[Task to carry out]:
Format every line of the records below as a Markdown table with the columns "No." and "Line", numbering the rows in order and omitting blank lines.

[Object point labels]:
::::
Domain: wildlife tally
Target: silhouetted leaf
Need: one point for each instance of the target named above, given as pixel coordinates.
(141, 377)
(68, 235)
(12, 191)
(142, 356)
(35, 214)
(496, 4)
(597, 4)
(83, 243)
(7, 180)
::::
[Output of the task]:
| No. | Line |
|---|---|
| 1 | Domain: wildlife tally |
| 2 | Target: silhouetted leaf |
| 3 | Need: one point for each instance of the target named above, given as pixel coordinates. |
| 4 | (141, 377) |
| 5 | (68, 235) |
| 6 | (12, 191) |
| 7 | (142, 356) |
| 8 | (35, 214) |
| 9 | (496, 4) |
| 10 | (597, 4) |
| 11 | (83, 243) |
| 12 | (7, 180) |